Goal ▸
Find every line in the data below that contains the word "twig", and copy each of those lines.

Entries ▸
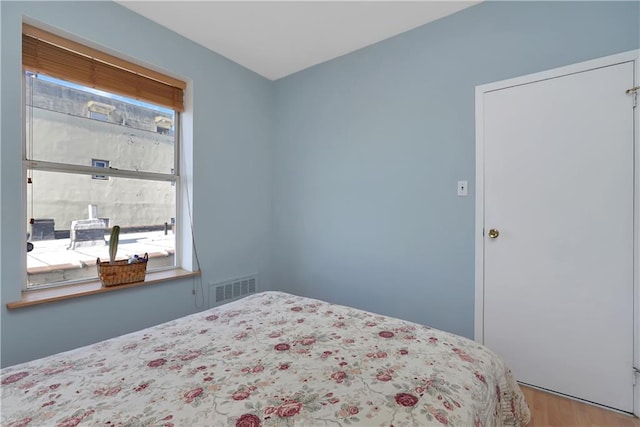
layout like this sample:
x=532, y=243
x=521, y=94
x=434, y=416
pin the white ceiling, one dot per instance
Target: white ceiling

--

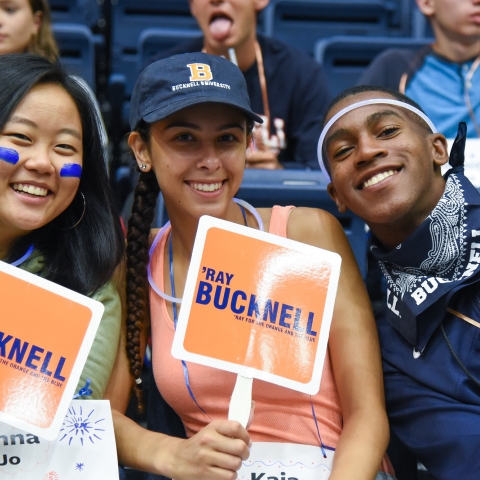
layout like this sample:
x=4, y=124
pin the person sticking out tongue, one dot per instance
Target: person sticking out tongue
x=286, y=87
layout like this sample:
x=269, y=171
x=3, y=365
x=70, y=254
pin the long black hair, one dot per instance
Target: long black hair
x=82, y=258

* * *

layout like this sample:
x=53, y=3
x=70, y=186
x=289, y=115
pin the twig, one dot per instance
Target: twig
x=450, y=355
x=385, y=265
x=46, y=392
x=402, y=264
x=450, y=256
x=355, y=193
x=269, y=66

Expected answer ▸
pin the twig, one dot per instance
Target: twig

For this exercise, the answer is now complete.